** Data to examine follows **

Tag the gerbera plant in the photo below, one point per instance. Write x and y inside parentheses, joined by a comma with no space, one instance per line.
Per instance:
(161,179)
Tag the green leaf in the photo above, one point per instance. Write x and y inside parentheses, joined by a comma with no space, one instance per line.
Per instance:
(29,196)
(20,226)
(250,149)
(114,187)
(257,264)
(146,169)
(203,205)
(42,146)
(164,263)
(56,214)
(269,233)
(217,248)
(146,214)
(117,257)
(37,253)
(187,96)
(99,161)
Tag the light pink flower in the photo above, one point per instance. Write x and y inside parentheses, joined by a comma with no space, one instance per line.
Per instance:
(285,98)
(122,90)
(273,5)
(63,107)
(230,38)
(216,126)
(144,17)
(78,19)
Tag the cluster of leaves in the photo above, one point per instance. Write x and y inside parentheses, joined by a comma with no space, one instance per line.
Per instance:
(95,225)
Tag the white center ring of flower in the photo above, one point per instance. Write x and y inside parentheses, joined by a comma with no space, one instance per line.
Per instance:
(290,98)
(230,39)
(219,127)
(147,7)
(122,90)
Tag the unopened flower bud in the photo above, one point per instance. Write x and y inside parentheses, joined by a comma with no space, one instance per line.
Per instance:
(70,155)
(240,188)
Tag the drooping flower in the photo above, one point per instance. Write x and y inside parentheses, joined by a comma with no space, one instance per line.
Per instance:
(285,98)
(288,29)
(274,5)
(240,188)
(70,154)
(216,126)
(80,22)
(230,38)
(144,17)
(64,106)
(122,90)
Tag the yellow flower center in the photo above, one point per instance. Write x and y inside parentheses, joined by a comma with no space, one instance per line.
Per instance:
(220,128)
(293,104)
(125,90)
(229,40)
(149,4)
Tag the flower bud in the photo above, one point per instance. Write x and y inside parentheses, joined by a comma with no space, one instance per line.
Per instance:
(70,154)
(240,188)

** End of Data to examine **

### What this task involves
Above are the records; retype every one exactly.

### Answer to this task
Tag the gerbera plant in the photo below, one point per instance. Write x and y inside parentheses, joined by a comma with no space, one instance per line.
Per instance:
(161,179)
Tag the green leaf in the photo above, one point per instance. Write x and y inside parentheses, joined by a comma with no space, one instance per line.
Per instance:
(29,196)
(20,226)
(250,149)
(114,187)
(257,264)
(146,169)
(203,205)
(42,146)
(164,263)
(56,214)
(269,233)
(217,248)
(146,214)
(117,257)
(37,253)
(187,96)
(99,161)
Tag the light pink flower in the photo above, one point per instance. Write x and y inside parentheses, joined by a comma with no space, one instance per line.
Per instance:
(285,98)
(122,90)
(273,5)
(63,107)
(230,38)
(216,126)
(144,17)
(78,19)
Tag the cluster of leaves in the photo above, one point per instance. Write x and y inside parentheses, joined by a comma with no space, one instance per line.
Per instance:
(95,225)
Tag the white center ring of flower in the photo above, one point per instance. Write x and y inside parentheses, joined by a comma with no space, one instance per line.
Per instance:
(290,98)
(230,39)
(219,127)
(147,7)
(122,90)
Tag the unopened flower bud in the photo above, one point per instance. Write x and y inside parentheses, joined by a comma with no space, one instance per line.
Per instance:
(70,155)
(240,188)
Tag the drooping flower in the photo above, one point per instance. Write x and y inside parentheses, joined by a comma with no space, one instance per line.
Per instance:
(285,98)
(288,29)
(274,5)
(240,188)
(70,154)
(216,126)
(80,22)
(230,38)
(144,17)
(64,106)
(122,90)
Tag the yellow flower center in the photo above, one point per instance. Write x and y inside parentheses, joined by a comma with no space, one instance per line.
Per instance:
(220,128)
(293,104)
(125,90)
(229,40)
(149,4)
Tag the flower bud in the photo above, one point per instance. Write x and y inside parentheses, joined by a comma with no space, one instance per line.
Per instance:
(70,154)
(240,188)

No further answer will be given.